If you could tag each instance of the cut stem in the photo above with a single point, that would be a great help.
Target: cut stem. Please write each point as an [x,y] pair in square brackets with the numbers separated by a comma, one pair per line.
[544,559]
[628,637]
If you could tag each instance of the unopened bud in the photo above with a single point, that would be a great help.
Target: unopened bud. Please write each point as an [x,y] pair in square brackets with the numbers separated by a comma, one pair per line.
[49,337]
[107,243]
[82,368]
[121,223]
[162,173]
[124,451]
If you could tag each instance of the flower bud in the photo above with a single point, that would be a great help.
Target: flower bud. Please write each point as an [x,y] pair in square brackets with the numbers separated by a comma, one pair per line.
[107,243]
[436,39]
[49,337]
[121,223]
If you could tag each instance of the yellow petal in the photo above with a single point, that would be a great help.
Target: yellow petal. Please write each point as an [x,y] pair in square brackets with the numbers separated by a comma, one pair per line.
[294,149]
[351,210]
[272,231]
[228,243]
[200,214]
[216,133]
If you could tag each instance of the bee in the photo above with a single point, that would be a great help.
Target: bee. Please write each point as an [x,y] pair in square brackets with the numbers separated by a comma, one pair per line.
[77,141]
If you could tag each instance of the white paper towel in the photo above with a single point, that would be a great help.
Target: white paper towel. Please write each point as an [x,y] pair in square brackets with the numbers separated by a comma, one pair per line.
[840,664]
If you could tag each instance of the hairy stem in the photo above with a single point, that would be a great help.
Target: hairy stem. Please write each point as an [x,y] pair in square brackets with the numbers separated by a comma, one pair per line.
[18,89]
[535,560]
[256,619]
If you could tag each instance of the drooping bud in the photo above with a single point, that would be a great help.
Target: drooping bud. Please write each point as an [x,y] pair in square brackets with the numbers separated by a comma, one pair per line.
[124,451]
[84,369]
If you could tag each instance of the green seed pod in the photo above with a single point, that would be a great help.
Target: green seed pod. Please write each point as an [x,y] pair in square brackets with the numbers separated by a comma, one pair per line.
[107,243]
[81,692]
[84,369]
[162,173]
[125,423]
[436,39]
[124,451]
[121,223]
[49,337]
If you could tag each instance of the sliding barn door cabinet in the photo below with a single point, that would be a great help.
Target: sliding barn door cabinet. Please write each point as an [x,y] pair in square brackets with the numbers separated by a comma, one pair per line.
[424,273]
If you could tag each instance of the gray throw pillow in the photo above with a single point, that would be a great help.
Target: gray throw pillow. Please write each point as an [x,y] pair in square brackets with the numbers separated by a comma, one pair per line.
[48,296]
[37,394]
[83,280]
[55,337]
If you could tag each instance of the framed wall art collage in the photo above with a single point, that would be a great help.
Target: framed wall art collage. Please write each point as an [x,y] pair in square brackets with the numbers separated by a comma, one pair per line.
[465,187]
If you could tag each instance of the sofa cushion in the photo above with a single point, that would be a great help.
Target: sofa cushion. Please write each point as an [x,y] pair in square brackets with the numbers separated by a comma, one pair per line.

Description of the task: Starting at the line above that holds "Target: cut stem." and ending at the line that holds "If you could tag each instance of the unopened", transcribe each line exactly and include no other lines.

Your response:
Target: cut stem. Please write each point as an [x,y] pair in square brackets with the numbers separated by a comma, one pair per line.
[544,559]
[628,637]
If you could tag each instance of the unopened bud in the photo above with a single point, that would be a great help.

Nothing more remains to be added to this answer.